● **Requirement**: List every line in the entries below that contains the word "shutter".

● **Record set**:
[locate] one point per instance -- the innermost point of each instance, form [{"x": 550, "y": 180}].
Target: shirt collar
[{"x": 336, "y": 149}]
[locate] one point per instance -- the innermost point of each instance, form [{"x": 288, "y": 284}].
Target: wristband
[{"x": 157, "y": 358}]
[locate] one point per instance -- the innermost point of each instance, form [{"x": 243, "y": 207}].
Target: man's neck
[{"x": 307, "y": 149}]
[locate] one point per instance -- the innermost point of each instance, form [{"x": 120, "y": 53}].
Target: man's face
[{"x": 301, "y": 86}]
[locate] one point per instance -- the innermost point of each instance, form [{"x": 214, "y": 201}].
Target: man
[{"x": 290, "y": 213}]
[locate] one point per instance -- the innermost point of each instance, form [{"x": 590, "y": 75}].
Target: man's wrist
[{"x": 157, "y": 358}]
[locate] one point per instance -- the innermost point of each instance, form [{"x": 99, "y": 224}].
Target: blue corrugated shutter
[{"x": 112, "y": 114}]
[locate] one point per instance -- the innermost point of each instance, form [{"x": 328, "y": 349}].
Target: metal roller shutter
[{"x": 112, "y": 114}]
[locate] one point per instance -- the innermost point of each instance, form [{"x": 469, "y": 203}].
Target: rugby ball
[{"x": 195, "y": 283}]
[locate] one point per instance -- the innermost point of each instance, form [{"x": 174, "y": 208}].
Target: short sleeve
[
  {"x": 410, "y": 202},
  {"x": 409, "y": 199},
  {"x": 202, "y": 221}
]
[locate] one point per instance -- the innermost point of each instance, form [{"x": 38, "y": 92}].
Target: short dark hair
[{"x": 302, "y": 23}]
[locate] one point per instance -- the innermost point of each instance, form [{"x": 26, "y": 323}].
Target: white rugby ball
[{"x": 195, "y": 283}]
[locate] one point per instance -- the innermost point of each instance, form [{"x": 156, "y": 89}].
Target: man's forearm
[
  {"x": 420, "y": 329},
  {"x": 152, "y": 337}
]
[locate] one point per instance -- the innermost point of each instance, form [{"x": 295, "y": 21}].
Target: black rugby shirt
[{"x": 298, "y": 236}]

● **Written reply**:
Target: blue corrugated shutter
Target: metal roller shutter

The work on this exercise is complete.